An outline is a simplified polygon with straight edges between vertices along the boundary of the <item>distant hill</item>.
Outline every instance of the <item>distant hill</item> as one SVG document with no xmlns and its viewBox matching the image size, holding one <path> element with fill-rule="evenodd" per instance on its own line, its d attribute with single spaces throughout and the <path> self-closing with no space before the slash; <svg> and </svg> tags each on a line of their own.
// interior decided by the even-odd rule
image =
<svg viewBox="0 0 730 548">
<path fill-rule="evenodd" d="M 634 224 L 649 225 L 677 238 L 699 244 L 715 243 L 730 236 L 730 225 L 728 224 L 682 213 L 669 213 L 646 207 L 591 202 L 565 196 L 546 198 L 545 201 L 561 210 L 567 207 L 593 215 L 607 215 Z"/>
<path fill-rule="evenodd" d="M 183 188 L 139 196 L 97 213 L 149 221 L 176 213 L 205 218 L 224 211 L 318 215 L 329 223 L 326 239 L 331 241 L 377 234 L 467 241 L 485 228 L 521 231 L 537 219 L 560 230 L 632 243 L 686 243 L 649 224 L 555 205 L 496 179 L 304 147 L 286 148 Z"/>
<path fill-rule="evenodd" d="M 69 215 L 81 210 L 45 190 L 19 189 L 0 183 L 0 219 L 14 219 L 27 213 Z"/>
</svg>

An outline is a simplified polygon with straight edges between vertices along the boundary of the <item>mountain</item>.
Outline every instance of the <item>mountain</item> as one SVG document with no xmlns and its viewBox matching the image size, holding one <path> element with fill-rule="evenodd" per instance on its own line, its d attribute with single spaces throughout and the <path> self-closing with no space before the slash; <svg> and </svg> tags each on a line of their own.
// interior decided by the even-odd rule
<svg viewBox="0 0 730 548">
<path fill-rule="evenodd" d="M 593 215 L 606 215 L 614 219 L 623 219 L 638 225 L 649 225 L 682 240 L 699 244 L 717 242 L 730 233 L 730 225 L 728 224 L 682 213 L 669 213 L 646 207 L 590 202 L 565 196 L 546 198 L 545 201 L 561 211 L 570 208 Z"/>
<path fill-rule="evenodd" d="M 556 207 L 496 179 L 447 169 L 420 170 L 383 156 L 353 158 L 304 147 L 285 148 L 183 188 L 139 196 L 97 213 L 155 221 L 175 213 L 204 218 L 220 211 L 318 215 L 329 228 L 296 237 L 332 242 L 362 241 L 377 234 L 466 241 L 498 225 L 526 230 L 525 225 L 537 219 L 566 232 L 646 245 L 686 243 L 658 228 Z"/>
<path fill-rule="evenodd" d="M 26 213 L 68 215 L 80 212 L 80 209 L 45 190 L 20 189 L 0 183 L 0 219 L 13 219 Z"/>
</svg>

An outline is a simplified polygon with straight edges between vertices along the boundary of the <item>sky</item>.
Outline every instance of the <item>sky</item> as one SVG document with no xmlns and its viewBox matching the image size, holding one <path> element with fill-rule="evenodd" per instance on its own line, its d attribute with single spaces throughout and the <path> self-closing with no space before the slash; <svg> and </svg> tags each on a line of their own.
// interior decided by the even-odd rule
========================================
Above are the records. Copy every line in them holding "boundary".

EXERCISE SOLUTION:
An outline is a simplified polygon with straight edges between vertices along the boundary of the <item>distant hill</item>.
An outline is a simplified polygon with straight edges between vertices along the boundary of the <item>mountain</item>.
An outline is a simplified polygon with straight edges between vertices along the boundary of the <item>sky</item>.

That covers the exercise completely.